__Exercise__
Copy out each line of the data below that contains the string "instance".
── Given entries ──
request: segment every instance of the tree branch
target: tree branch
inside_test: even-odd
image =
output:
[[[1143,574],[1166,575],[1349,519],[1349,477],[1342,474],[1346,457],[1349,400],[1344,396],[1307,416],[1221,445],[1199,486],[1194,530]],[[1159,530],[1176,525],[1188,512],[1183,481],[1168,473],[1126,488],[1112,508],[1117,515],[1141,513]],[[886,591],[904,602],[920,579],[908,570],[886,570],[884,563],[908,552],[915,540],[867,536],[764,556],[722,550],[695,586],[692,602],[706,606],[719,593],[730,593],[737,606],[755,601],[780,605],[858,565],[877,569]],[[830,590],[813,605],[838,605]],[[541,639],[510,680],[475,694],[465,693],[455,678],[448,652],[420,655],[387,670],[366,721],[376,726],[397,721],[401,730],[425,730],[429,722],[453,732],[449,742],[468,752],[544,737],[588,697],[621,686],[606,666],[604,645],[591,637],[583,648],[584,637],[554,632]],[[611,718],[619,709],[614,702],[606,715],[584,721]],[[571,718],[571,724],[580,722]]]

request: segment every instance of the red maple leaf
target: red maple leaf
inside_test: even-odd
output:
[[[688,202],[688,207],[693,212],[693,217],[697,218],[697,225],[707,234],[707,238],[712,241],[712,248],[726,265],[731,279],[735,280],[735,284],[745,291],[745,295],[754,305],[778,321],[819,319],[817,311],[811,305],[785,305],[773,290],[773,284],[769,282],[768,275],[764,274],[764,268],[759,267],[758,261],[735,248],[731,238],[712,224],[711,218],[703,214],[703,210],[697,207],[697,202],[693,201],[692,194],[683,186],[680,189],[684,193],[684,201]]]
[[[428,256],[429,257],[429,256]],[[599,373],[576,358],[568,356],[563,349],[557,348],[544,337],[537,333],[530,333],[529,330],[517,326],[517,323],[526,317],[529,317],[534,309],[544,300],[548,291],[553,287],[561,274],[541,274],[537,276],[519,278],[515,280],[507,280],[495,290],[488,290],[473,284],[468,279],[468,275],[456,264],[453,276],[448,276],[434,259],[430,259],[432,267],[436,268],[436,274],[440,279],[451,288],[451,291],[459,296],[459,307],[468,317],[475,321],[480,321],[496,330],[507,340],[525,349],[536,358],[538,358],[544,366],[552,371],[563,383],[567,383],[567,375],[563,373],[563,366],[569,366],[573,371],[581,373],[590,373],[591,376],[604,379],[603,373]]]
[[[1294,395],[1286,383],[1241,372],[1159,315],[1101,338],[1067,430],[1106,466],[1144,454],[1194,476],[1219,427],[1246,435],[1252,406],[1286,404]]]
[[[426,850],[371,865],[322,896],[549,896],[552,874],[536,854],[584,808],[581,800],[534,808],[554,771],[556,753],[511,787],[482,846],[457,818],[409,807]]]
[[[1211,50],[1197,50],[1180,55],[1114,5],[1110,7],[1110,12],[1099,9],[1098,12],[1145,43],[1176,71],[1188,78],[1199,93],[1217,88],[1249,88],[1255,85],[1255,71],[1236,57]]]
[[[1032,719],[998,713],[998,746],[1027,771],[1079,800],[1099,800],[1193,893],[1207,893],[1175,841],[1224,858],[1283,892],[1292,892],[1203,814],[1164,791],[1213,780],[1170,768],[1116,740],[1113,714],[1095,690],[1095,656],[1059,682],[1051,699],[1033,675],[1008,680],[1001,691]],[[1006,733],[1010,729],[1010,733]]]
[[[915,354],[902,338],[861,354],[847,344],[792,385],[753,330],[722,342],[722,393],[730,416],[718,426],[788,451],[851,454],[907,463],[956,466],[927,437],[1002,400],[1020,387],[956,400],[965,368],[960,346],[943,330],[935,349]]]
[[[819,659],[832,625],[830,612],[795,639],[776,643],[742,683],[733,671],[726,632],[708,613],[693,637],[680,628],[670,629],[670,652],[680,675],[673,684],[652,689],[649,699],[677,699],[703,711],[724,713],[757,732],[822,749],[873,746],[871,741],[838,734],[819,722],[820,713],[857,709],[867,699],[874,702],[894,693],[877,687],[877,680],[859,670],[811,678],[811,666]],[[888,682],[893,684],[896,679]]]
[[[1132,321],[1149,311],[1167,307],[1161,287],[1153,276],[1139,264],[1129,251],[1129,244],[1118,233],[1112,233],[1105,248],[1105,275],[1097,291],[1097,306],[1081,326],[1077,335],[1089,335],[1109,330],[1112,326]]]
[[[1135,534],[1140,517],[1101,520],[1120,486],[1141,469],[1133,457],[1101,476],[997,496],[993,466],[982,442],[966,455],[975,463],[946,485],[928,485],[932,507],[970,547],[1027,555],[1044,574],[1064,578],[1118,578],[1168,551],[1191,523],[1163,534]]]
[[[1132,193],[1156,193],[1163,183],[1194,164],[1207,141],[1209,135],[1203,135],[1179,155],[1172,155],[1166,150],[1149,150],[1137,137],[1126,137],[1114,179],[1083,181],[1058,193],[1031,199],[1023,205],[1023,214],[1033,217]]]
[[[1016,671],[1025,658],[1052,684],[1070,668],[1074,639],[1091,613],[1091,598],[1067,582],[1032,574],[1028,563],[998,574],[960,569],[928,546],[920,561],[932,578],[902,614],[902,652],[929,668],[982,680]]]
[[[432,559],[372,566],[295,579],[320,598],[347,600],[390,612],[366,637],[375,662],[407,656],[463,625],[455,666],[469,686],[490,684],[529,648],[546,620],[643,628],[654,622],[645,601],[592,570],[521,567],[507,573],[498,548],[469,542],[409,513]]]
───
__Solved problem__
request: segment every instance of the tree branch
request: segment every instance of the red maple leaf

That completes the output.